Train/Infer on paragraphs


I’m planning on training my model with paragraphs structure like this:

Sentence 1. Sentence 2. Sentence 3. Sentence 4.
Sentence 2. Sentence 3. Sentence 4. Sentence 5.
Sentence 3. Sentence 4. Sentence 5. Sentence 6.

where as each line correspond to 1 line of my training files

My plan is that at inference, I will pass “Sentence 1. Sentence 2. Sentence 3.” as a known input and ask the ctranslate2 to complete the translation… so it has more context to translate Sentence 4. Then to translate Sentence 5. i will pass “Sentence 2. Sentence 3. Sentence 4.” as the know input and so on.

Is there any paper related to this? Or has anyone have tried this?


There are some paper relate to this kind approach in Document level machine translation.
For instance, Neural Machine Translation with Extended Context - ACL Anthology


Thank you for the link to the paper.

The paper used slightly different approaches. I believe the approach I want to try will yield better results, but be less efficient. But this is not an issue in my case. It will also provide me better results when I have the real users inputs from the previous sentences. In to generate the “draft” of a document, using this method is kind of guaranteeing a continuity in the context, up to a certain degree.

All this should be true if Ctranslate2 consider the translation provided as input when we request it to complete the reaming of the translation. (which I’m not sure if it does)

This might be useful:

Contextual Handling in Neural Machine Translation:Look Behind, Ahead and on Both Sides


Hello, Samuel!

In addition to the good suggestions by the colleagues, I would like to refer to these two papers. The first paper compares three approaches to Context-aware Neural Machine Translation. The second paper elaborates on the range of context selection.

Kind regards,


After reading all the papers,

I decided to give it a go. Here how I did it:

  1. I aligned my data in something which I call a caption (can be a full sentence or not depending on the size)
  2. I created an ID to keep track of the caption that are consecutive (from the origine of their text).
  3. I filtered any caption that didn’t fit in my filtering rules
  4. I grouped the captions. All captions that are still consecutive compare to the original text are grouped together. (this is achieved with the consecutiveness of the ids)
  5. Calculated the number of caption per group and randomize the groups.
  6. Determined the number of caption I wanted for training/testing/validation
  7. Splited the groups in 3 categories in order to have more or less the target number of captions for training/testing/validation
  8. Generated the concatenation of the caption in order to have 3 captions per line:
    Caption1 + Caption2 + Caption3
    Caption2 + Caption3 + Caption4
    Caption3 + Caption4 + Caption5
  9. Kept the individual caption in the batch too…
  10. Applied augmentation technique on top of these.

I generated different formats to facilitate the testing afterwards. I have one file with only the 3 captions merged together and 1 file with just the basic caption.

Information shown -
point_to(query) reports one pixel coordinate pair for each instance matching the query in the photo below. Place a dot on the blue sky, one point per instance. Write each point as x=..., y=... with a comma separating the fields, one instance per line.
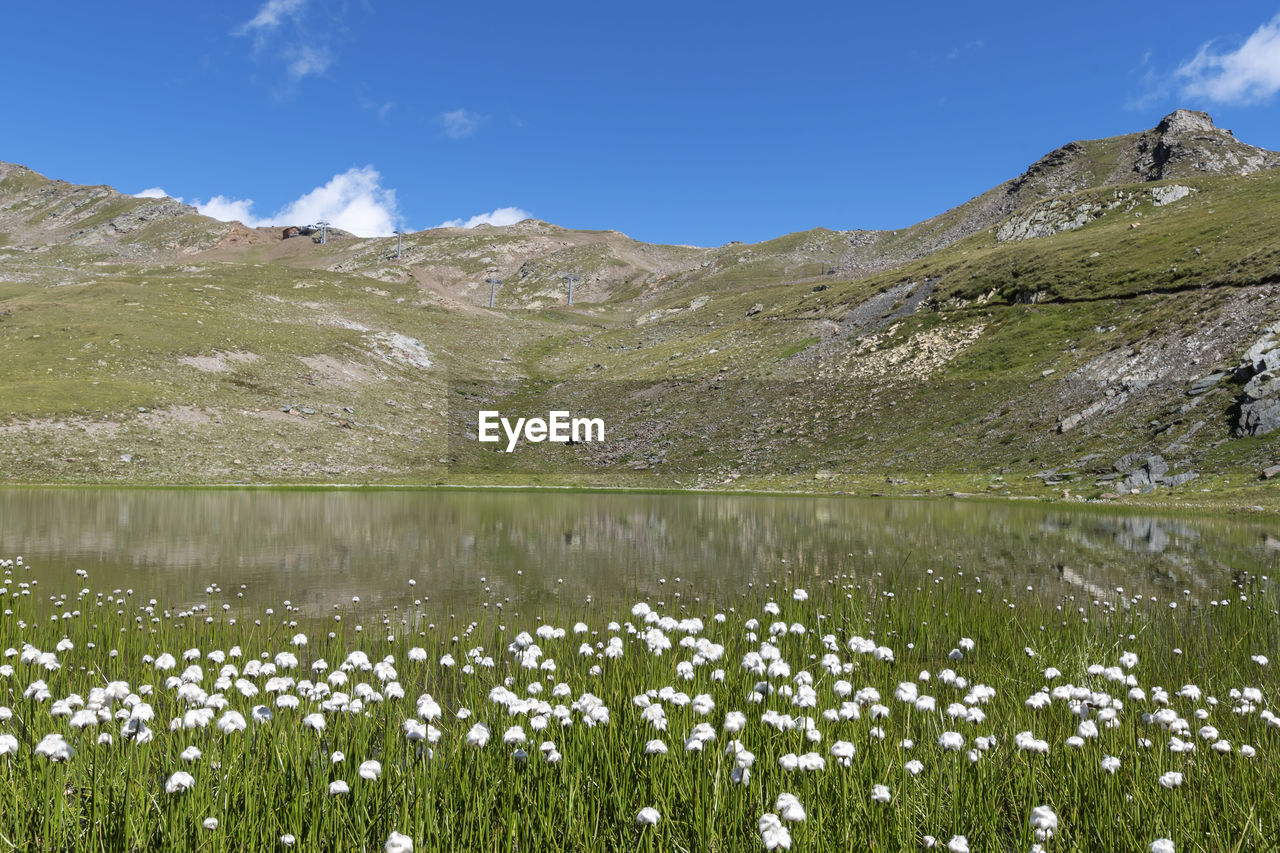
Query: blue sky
x=673, y=122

Objectives -
1) Translate into Spanish this sentence from the forum thread on training with paragraphs: "The second paper elaborates on the range of context selection."
2) In the forum thread on training with paragraphs, answer each question:
(a) Which paper is given as an example of document-level machine translation?
(b) How many papers does the reply addressed to Samuel refer to?
(c) How many captions per line did the concatenation step produce?

Answers -
1) El segundo artículo profundiza en el alcance de la selección del contexto.

2)
(a) Neural Machine Translation with Extended Context
(b) Two
(c) Three